__Extract__
------------------------------------
AP Improvements Across Datasets: In Table 2, we compare Mask R-CNN with our initial and final mask outputs on the validation sets of Cityscapes, COCO and LVIS. All models employ the Resnet-50 backbone. LevelSet R-CNN outperforms Mask R-CNN on all datasets. Note that while Levelset R-CNN was only trained on COCO and not with the precise boundaries of LVIS, it improves upon the baseline by 0.8 AP*. We also see an improvement of about 4 AP on Cityscapes.

Table 4. Backproping through the initial mask from the final TSDF loss \(\ell _{TSDF}\) on the val set of Cityscapes
Table 5. Boundary metric: on val set of Cityscapes: We evaluate the AF at thresholds of 1 and 2 pixels against Mask R-CNN across two backbones.

Different Deep Level Set Formulations: To further justify our deep region based level set formulation, we compare with two different variations of level sets applied to the task of instance segmentation. [29] use the Chan-Vese energy as a loss function for salient object detection. Here, we employ their loss for instance segmentation. In particular, we shift the mask output of Mask R-CNN by −0.5, apply the soft Heaviside and pass to the Chan-Vese energy loss function. In Table 3 we observe that LevelSet R-CNN improves the level set loss by about 2 AP. Next, we combine the deep edge based level set of [65], referred to as DELSE, with Mask R-CNN by changing the mask head to a TSDF head and adding two more heads: the velocity head that predicts the direction to the object boundaries and the modulation head which regulates the effect of the curvature term on the object boundaries. We evaluate in two settings: 1) Similar to their work, we use hand-tuned hyperpameters and use their exact loss functions, i.e., \(L_2\) for the initial TSDF, class balanced cross entropy for the final TSDF and \(L_2\) on angular domain. 2) To remove the effect of loss functions and hyperparameters choices and provide the most fair comparison, we add our hyperparameter head to their model and use our loss functions with the exception of having an extra loss function for the velocity head. In Table 3, we observe that LevelSet R-CNN has a 1.2 AP improvement over the DELSE formulation. Moreover, we obtain 0.8 AP improvement over the initial mask whereas DELSE gain is 0.1 AP.
------------------------------------
__Dataset__
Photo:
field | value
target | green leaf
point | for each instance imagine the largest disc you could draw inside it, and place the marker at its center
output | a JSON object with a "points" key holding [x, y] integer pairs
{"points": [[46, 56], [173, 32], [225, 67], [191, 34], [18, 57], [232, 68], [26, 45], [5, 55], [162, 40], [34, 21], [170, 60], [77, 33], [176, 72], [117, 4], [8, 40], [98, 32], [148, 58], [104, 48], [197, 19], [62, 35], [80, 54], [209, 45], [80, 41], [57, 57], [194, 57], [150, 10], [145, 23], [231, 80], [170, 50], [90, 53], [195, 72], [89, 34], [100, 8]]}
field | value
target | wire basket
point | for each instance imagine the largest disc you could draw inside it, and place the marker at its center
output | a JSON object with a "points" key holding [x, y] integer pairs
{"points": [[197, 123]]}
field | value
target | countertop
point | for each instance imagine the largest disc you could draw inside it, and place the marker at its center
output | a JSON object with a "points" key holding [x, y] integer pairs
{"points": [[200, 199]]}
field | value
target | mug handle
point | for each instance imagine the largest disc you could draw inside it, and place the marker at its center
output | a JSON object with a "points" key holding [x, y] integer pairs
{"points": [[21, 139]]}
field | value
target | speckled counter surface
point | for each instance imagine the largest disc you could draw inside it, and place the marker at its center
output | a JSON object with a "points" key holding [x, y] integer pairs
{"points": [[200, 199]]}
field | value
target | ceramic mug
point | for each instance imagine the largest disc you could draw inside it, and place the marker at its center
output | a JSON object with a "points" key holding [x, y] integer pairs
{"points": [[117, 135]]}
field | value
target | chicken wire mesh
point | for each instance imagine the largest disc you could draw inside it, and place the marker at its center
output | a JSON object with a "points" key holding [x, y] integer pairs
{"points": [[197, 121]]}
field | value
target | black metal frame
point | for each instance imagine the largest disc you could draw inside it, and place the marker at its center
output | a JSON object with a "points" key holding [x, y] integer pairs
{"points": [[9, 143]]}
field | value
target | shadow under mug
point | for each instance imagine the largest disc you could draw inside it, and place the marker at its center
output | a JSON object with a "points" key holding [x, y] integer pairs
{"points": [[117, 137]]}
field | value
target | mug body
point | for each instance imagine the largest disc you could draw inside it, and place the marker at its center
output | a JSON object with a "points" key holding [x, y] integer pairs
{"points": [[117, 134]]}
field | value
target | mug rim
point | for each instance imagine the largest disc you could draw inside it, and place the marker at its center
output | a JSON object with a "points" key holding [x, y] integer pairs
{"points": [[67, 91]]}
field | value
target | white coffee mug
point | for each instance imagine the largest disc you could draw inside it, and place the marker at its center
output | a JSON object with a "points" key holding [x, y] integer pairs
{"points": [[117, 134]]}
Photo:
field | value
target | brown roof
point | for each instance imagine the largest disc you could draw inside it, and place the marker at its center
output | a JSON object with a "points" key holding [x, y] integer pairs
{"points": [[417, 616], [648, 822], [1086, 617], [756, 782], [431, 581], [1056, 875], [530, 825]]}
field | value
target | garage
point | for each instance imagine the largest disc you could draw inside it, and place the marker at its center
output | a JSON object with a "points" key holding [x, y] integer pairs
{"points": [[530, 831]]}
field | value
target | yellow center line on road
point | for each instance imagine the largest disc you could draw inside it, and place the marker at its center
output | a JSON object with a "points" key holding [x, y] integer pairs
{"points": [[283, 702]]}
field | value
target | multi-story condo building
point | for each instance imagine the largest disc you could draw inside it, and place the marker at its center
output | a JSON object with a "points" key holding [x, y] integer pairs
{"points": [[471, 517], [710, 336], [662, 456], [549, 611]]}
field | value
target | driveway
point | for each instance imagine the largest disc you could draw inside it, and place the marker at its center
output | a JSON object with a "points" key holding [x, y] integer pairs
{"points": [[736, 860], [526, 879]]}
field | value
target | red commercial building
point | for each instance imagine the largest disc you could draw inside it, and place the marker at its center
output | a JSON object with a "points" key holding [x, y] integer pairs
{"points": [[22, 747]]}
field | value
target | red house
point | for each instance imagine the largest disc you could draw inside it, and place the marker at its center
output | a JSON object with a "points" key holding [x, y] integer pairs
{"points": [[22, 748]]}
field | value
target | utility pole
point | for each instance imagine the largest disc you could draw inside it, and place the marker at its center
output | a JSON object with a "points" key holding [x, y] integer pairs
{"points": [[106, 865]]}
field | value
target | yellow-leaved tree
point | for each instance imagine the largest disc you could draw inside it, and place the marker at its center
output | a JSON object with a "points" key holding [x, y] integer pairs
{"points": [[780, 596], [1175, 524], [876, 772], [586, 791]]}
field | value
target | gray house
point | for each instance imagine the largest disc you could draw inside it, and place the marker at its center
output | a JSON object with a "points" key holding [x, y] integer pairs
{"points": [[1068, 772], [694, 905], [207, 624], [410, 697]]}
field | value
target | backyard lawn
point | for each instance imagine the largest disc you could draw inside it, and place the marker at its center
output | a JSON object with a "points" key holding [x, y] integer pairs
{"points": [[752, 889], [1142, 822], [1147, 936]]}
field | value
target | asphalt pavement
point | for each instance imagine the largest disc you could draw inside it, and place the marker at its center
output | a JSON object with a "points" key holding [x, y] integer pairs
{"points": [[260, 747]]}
------------------------------------
__Directions__
a - Translate this sentence from the LevelSet R-CNN text into Spanish: "LevelSet R-CNN outperforms Mask R-CNN on all datasets."
b - Write what comes next in the LevelSet R-CNN text, starting after its final sentence.

__Outputs for the tasks__
a - LevelSet R-CNN supera a Mask R-CNN en todos los conjuntos de datos.

b -
Passing Gradients Through the Initial TSDF: Table 4 shows that by passing the gradient from \(\phi _N\) through the initial TSDF head, we improve the AP of both the initial TSDF \(\phi _0\) and the final TSDF \(\phi _N\). As an alternative we could have detached \(\phi _0\) from the computation graph so that it does not take supervision from the final TSDF \(\phi _N\); Passing the gradient improves \(\phi _0\) by 2.4 AP and \(\phi _N\) by 2 AP. Finally, we see that the AP of the initial TSDF when passing gradients is higher than the AP of the final TSDF when not passing the gradient by 1.2 AP. This suggests that the hyperparameter head, the Chan-Vese features head and the unrolled optimization, can also be used during training for improving the performance of the mask head and discarded during inference.

Fig. 2.
figure 2

We showcase qualitative instance segmentation results of our model on the Cityscapes validation set. We can see that our method produces masks with higher quality when bounding box results are similar.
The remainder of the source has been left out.